TASK DETAILS:
In the report on the Jordanian security sweep, rewrite the part that opens with the words "He denied being" and closes with "to tribal leaders.", substituting "security official" for "security source".

Jordan king's half-brother says under 'house arrest' in security sweep
A top former Jordanian royal aide was among several suspects arrested Saturday in a security sweep, as the army cautioned a half-brother of King Abdullah II against damaging the country's security.
Videos posted online showed a heavy police deployment in the Dabouq area near the royal palaces, while the former crown prince Hamzah bin Hussein said he was confined to his home.
In a video the BBC said it obtained from his lawyer, Prince Hamzah said a number of his friends had been arrested, his security removed and his internet and phone lines cut.
He denied being part of "any conspiracy or nefarious organisation", but said the Hashemite kingdom had "become stymied in corruption, in nepotism, and in misrule" where no one was allowed to criticise the authorities.
Official news agency Petra named former close aides to the royal family Bassem Awadallah, chief of the royal court in 2007-2008, and Sherif Hassan bin Zaid among an unspecified number of suspects arrested.
Sherif is a title given to those close to the royal family in Jordan.
The pair were detained for "security reasons" after a "close" operation, Petra said, quoting a security source.
US closely watching
Hamzah is the eldest son of late King Hussein and his American wife Queen Noor. He has good relations officially with Abdullah, his half-brother, and is a popular figure close to tribal leaders.
Abdullah had appointed Hamzah crown prince in 1999 in line with Hussein's dying wish, but in 2004 stripped him of the title and gave it to his own eldest son Hussein.

GIVEN ENTRIES:
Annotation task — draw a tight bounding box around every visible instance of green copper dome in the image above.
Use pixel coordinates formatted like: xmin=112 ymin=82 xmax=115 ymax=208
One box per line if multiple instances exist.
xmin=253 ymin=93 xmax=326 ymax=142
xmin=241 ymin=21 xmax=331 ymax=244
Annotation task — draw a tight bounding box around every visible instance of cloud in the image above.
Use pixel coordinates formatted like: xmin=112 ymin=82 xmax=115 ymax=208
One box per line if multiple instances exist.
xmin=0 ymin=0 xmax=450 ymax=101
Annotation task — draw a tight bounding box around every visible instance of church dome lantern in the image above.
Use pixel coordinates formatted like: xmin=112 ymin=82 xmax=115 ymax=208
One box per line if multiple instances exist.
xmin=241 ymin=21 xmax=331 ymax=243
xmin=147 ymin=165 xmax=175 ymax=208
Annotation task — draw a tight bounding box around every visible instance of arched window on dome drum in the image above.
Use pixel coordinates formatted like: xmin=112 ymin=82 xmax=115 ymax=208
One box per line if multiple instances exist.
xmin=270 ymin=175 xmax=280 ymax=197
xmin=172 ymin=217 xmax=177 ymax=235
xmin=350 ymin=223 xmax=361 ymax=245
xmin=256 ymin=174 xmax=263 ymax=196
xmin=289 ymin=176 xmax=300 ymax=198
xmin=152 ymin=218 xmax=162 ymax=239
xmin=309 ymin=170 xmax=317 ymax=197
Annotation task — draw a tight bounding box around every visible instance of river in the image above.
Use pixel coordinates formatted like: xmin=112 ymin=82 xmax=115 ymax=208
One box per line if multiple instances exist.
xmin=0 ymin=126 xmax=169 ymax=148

* * *

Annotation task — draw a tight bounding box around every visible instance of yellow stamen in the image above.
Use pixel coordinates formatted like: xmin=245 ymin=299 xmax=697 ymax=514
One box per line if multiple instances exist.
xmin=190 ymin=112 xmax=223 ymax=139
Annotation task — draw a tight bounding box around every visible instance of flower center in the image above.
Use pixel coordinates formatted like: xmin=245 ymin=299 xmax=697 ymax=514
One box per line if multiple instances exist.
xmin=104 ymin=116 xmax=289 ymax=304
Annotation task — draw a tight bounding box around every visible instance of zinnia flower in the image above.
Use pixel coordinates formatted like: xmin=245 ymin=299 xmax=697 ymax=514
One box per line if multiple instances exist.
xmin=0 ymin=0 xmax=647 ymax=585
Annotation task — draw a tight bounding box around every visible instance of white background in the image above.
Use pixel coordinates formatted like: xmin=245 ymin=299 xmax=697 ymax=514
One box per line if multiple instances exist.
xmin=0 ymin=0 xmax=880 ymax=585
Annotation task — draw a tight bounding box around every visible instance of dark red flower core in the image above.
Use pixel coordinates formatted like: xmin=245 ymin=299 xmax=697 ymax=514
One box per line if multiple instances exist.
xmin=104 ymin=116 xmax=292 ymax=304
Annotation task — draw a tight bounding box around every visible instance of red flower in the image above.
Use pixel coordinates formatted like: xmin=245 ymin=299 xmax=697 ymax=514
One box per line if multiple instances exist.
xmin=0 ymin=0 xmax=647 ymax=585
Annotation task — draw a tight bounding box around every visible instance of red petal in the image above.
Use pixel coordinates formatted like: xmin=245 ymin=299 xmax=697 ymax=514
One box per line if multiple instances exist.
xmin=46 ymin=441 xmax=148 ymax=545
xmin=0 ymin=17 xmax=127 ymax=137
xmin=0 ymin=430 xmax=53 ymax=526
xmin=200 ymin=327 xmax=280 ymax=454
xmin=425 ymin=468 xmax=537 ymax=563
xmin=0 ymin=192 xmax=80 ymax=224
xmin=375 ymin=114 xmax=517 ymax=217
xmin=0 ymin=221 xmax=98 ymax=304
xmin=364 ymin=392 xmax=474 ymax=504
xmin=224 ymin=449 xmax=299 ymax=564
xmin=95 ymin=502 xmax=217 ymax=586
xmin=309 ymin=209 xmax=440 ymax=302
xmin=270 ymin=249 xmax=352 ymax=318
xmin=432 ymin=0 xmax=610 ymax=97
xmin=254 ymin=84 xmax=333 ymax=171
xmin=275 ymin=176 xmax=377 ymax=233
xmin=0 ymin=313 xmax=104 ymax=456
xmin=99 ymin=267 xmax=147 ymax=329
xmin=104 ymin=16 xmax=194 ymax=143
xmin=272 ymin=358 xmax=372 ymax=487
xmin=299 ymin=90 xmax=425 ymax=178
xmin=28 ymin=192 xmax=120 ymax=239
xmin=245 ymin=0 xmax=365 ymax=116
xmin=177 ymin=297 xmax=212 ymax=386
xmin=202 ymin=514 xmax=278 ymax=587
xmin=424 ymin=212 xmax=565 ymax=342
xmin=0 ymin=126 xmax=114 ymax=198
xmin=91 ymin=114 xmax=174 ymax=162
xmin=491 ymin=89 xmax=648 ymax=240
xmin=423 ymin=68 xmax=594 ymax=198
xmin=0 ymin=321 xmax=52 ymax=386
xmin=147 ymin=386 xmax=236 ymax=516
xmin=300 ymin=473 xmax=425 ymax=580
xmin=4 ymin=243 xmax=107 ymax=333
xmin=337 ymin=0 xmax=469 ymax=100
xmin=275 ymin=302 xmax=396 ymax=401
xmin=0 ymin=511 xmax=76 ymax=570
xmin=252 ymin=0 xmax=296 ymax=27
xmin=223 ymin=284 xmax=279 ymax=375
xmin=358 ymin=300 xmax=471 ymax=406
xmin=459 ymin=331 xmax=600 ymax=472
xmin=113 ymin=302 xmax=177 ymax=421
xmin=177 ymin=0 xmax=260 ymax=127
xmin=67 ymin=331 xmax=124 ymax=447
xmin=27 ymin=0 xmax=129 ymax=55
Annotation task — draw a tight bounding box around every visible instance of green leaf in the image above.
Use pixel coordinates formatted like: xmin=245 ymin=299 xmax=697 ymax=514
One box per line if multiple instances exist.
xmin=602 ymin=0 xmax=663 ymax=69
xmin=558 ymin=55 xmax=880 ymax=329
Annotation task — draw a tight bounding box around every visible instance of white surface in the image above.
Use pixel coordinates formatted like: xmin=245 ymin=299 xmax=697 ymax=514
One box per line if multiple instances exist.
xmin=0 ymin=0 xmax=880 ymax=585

==

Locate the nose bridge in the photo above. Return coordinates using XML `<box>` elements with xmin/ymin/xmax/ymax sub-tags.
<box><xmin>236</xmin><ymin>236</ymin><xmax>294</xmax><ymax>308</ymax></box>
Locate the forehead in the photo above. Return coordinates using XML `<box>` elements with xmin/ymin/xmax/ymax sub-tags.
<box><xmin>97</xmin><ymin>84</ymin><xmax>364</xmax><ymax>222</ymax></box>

EXERCISE RESPONSE:
He denied being part of "any conspiracy or nefarious organisation", but said the Hashemite kingdom had "become stymied in corruption, in nepotism, and in misrule" where no one was allowed to criticise the authorities.
Official news agency Petra named former close aides to the royal family Bassem Awadallah, chief of the royal court in 2007-2008, and Sherif Hassan bin Zaid among an unspecified number of suspects arrested.
Sherif is a title given to those close to the royal family in Jordan.
The pair were detained for "security reasons" after a "close" operation, Petra said, quoting a security official.
US closely watching
Hamzah is the eldest son of late King Hussein and his American wife Queen Noor. He has good relations officially with Abdullah, his half-brother, and is a popular figure close to tribal leaders.